§ **ENTRIES SHOWN**

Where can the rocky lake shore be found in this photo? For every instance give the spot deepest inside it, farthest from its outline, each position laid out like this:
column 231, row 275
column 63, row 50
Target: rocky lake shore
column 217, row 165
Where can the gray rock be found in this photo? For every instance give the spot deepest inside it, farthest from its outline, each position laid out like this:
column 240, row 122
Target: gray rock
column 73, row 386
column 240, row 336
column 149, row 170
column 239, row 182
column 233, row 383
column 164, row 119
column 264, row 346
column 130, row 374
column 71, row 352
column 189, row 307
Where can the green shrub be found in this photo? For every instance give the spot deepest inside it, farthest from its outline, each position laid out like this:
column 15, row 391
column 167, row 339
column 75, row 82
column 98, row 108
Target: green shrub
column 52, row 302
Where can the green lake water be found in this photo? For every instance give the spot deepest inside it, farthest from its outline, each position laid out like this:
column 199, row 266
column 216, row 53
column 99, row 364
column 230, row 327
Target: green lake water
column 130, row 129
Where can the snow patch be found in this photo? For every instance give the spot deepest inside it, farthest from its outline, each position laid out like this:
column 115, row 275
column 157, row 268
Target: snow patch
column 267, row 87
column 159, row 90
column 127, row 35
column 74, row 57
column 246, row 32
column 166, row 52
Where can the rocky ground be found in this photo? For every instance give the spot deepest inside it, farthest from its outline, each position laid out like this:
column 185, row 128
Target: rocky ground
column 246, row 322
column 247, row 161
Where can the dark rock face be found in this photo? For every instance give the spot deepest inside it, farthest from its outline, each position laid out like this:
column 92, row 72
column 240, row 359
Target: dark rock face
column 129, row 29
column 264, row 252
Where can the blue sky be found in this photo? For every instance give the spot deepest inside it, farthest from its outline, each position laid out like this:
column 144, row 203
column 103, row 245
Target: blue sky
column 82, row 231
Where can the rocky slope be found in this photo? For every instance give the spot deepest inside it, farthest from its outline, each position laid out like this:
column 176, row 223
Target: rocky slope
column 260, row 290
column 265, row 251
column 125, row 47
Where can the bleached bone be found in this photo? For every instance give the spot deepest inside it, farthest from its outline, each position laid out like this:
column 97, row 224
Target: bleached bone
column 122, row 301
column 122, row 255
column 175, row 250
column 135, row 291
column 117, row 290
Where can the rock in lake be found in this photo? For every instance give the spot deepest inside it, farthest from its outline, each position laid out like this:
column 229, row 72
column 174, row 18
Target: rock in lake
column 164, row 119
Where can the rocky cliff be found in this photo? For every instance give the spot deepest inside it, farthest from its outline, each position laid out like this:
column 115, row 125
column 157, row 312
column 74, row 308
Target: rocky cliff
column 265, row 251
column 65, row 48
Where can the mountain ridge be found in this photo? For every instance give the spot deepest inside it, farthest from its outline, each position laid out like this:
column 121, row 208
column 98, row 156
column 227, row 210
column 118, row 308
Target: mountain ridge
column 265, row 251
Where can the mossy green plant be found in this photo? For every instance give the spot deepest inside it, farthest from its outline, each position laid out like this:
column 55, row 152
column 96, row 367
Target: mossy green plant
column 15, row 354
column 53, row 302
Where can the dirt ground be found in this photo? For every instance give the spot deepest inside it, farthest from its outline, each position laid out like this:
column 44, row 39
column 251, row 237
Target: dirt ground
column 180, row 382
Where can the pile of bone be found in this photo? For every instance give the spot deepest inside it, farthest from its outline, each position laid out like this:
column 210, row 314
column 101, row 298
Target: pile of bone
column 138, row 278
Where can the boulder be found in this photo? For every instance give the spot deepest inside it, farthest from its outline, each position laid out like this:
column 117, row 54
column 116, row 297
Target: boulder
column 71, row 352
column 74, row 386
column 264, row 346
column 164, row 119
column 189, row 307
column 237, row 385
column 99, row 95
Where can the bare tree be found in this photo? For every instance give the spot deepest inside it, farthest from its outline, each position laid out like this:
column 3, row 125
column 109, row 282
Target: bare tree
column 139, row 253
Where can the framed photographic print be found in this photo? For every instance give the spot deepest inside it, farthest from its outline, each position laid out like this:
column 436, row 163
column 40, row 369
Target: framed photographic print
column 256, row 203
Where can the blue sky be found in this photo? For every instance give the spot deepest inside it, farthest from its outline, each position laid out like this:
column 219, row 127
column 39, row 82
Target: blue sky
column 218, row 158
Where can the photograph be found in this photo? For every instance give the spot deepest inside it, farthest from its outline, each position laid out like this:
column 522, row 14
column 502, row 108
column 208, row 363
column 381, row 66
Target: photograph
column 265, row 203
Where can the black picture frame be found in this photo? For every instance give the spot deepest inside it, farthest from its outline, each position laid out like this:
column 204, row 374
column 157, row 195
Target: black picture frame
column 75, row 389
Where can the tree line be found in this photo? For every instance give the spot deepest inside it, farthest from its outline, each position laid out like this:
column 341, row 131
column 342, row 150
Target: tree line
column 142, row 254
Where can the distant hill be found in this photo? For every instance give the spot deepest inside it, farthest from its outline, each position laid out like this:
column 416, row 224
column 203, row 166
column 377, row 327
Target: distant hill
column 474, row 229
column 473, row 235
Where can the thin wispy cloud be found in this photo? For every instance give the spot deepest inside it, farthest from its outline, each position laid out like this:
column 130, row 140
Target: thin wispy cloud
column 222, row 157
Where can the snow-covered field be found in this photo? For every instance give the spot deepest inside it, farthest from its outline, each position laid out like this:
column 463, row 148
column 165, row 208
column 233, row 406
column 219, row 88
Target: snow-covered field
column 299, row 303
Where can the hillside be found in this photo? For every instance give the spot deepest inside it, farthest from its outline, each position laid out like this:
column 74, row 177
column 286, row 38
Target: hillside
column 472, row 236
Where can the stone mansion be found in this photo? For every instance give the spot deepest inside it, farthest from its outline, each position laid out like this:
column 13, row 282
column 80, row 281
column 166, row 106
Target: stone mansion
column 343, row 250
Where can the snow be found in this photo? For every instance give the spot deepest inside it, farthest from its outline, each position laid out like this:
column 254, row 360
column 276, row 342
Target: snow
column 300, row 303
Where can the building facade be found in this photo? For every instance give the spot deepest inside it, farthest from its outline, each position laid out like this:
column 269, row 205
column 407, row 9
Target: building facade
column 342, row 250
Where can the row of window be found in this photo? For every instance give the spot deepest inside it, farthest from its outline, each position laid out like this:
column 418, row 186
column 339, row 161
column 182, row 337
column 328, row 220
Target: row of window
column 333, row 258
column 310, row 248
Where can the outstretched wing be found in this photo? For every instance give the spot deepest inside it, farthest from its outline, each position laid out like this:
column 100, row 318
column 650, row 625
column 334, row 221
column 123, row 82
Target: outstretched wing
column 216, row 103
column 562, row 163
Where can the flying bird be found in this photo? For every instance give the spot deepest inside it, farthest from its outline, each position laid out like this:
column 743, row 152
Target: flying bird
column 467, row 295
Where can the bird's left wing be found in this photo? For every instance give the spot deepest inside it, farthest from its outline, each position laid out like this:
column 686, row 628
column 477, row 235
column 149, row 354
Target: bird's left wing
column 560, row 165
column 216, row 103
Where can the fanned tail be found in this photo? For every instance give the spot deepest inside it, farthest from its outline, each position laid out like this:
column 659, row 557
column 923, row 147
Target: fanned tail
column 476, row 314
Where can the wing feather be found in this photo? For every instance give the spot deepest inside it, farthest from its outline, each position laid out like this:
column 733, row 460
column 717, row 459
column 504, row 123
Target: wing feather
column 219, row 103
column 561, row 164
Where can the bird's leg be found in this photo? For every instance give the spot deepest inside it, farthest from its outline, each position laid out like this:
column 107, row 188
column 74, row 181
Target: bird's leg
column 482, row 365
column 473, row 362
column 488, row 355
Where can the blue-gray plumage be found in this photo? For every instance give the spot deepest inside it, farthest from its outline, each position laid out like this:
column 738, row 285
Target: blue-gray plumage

§ **WHAT YOU SHOULD DO**
Copy all of the records above again, swapping "Target" for "Label" everywhere it occurs and leaving everything else unchanged.

§ **OUTPUT FOR THIS TASK**
Where can the rocky lake shore be found in this photo? For every instance give the spot deepest inside it, farthest from its outline, each position laid out like this:
column 231, row 275
column 63, row 50
Label: rocky lake shore
column 217, row 165
Where can the gray rock be found in this photo? For every instance give the spot deepest inside it, farthest from its outline, each position laid out like this:
column 240, row 122
Label: gray rock
column 73, row 386
column 240, row 336
column 149, row 170
column 239, row 182
column 233, row 383
column 164, row 119
column 264, row 346
column 130, row 374
column 71, row 352
column 189, row 307
Where can the green shrub be found in this photo? For every instance give the spot deepest inside it, farthest from its outline, each position laid out like this:
column 15, row 391
column 167, row 339
column 75, row 82
column 98, row 108
Label: green shrub
column 52, row 302
Where can the green lake water be found in this photo? For every instance give the spot deepest inside it, farthest from its outline, each position laid out like this:
column 199, row 266
column 216, row 53
column 99, row 364
column 230, row 327
Label: green lake water
column 130, row 129
Where can the snow patch be found in this photo? For every instance give the spot deepest inside it, farthest from its outline, each position laid out like this:
column 115, row 275
column 157, row 268
Label: snow patch
column 267, row 87
column 159, row 90
column 127, row 35
column 74, row 57
column 246, row 32
column 166, row 52
Where can the rocky ground be found in this photo? For every instance give the spot deepest inside it, farthest from its outline, each position laid out like this:
column 185, row 128
Label: rocky ground
column 246, row 322
column 247, row 161
Where can the dark rock face be found in this photo? For every instance give the spot deepest inside it, farthest from its outline, each position laid out like this:
column 92, row 72
column 240, row 359
Label: dark rock face
column 129, row 29
column 264, row 252
Where can the blue sky be found in this photo? For every instance give the spot deepest inside it, farthest from its outline, each position laid out like this:
column 144, row 203
column 103, row 245
Label: blue sky
column 82, row 231
Where can the rocky slope be found in this photo? For every instance give the spot deepest inside it, farthest from its outline, each position laid out like this:
column 176, row 223
Label: rocky slope
column 260, row 290
column 265, row 251
column 125, row 47
Where can the bleached bone be found in this photo? For every instance give the spot deepest inside it, farthest from its outline, each position laid out like this:
column 97, row 224
Label: bleached bone
column 122, row 301
column 122, row 255
column 175, row 250
column 135, row 291
column 117, row 290
Where can the rock in lake be found in this photo? For every instance give the spot deepest inside it, farthest from its outline, each position laid out like this:
column 229, row 72
column 174, row 18
Label: rock in lake
column 164, row 119
Where can the rocky cliff be found in this photo? For every instance give the spot deepest inside it, farthest from its outline, each position laid out like this:
column 115, row 125
column 157, row 312
column 74, row 308
Label: rocky cliff
column 265, row 251
column 65, row 48
Where can the mountain ridge be found in this photo? For every instance give the spot deepest inside it, farthest from its outline, each position laid out like this:
column 121, row 208
column 98, row 156
column 227, row 210
column 118, row 308
Label: mountain ridge
column 265, row 251
Where can the mossy green plant be found in this photo? For every instance give the spot deepest inside it, farthest from its outline, each position laid out like this:
column 55, row 152
column 96, row 367
Label: mossy green plant
column 15, row 354
column 53, row 302
Where can the dirt ground be found in this photo? For every instance give the spot deepest inside it, farthest from its outline, each position laid out like this:
column 44, row 39
column 251, row 237
Label: dirt ground
column 180, row 382
Where can the pile of bone be found in this photo? For every instance give the spot deepest inside it, farthest from its outline, each position laid out like this:
column 210, row 314
column 101, row 298
Label: pile of bone
column 138, row 278
Where can the boulder be found in this photo? For every instance give the spot deepest inside it, farthest from its outline, each position laid out like this:
column 117, row 54
column 116, row 297
Label: boulder
column 71, row 352
column 74, row 386
column 264, row 346
column 164, row 119
column 189, row 307
column 237, row 385
column 99, row 95
Where can the bare tree be found in this photo? For every instance give the spot deepest inside it, farthest from its outline, each position laid out like this:
column 3, row 125
column 109, row 282
Label: bare tree
column 139, row 253
Where can the framed photographic print be found in this photo? For every instance give the spot deepest inside it, farthest from its outline, each position laid out like this:
column 436, row 163
column 40, row 369
Label: framed photographic print
column 256, row 203
Where can the blue sky be found in this photo? For every instance give the spot deepest inside it, farthest from its outline, each position laid out like this:
column 219, row 127
column 39, row 82
Label: blue sky
column 218, row 158
Where can the photograph be found in this photo? For every instance give the spot deepest inside it, farthest from its outline, each position laid out like this:
column 522, row 14
column 502, row 108
column 208, row 363
column 381, row 66
Label: photograph
column 265, row 203
Where can the black picture frame be found in this photo? For every instance give the spot deepest inside it, farthest from its outline, each position laid out like this:
column 204, row 374
column 157, row 195
Label: black picture frame
column 75, row 389
Where can the tree line be found in this photo? For every instance give the spot deepest inside it, farthest from its outline, each position laid out like this:
column 341, row 131
column 342, row 150
Label: tree line
column 142, row 254
Where can the distant hill be found in this photo? For every instance give the spot deepest inside it, farthest from its outline, each position laid out like this:
column 416, row 224
column 203, row 166
column 377, row 327
Label: distant hill
column 474, row 229
column 473, row 235
Where can the thin wispy cloud be found in this photo? For every instance give the spot deepest inside it, farthest from its outline, each position laid out like this:
column 130, row 140
Label: thin wispy cloud
column 222, row 157
Where can the snow-covered field be found in this photo? For every instance give the spot deepest inside it, farthest from its outline, each position laid out like this:
column 463, row 148
column 165, row 208
column 233, row 406
column 219, row 88
Label: snow-covered field
column 299, row 303
Where can the hillside be found in this photo? For every instance give the spot deepest inside it, farthest from its outline, each position laid out like this:
column 74, row 177
column 286, row 38
Label: hillside
column 472, row 236
Where can the stone mansion be found in this photo? For every instance give the spot deepest inside it, farthest from its outline, each position laid out like this:
column 13, row 282
column 80, row 281
column 166, row 106
Label: stone mansion
column 343, row 250
Where can the snow be found in this photo? For every instance give the spot deepest inside it, farthest from its outline, each position laid out like this:
column 254, row 360
column 276, row 342
Label: snow
column 300, row 303
Where can the building facade be found in this photo? For every instance give the spot deepest inside it, farthest from its outline, each position laid out like this:
column 269, row 205
column 407, row 9
Label: building facade
column 342, row 250
Where can the row of window be found in this photo? For every instance give the spot deepest inside it, farthest from its outline, each position laid out like this:
column 418, row 186
column 339, row 161
column 182, row 337
column 328, row 220
Label: row of window
column 333, row 258
column 310, row 248
Where can the outstretched wing be found in this photo? For every instance give the spot deepest inside it, farthest from its outline, each position laid out like this:
column 100, row 318
column 650, row 625
column 334, row 221
column 123, row 82
Label: outstretched wing
column 216, row 103
column 562, row 163
Where can the flying bird be found in this photo? For every instance give the spot deepest inside it, farthest from its outline, each position laid out like this:
column 743, row 152
Label: flying bird
column 467, row 295
Where can the bird's left wing be found in this photo? For every instance give the spot deepest inside it, farthest from its outline, each position laid out like this:
column 686, row 628
column 477, row 235
column 149, row 354
Label: bird's left wing
column 560, row 165
column 216, row 103
Where can the fanned tail be found in this photo? For every instance give the spot deepest inside it, farthest from its outline, each position laid out like this:
column 659, row 557
column 923, row 147
Label: fanned tail
column 476, row 314
Where can the wing feather be found in this photo? For every instance give the spot deepest inside it, farthest from its outline, each position laid out like this:
column 733, row 460
column 717, row 459
column 504, row 123
Label: wing feather
column 219, row 103
column 561, row 164
Where can the bird's leg be found in this photo? For every instance give the spot deepest inside it, farthest from its outline, each position laid out like this:
column 107, row 188
column 74, row 181
Label: bird's leg
column 482, row 365
column 473, row 362
column 488, row 355
Where can the blue-gray plumage be found in this photo? For every instance give the spot deepest inside it, farthest from its outline, each position laid out like this:
column 738, row 285
Label: blue-gray plumage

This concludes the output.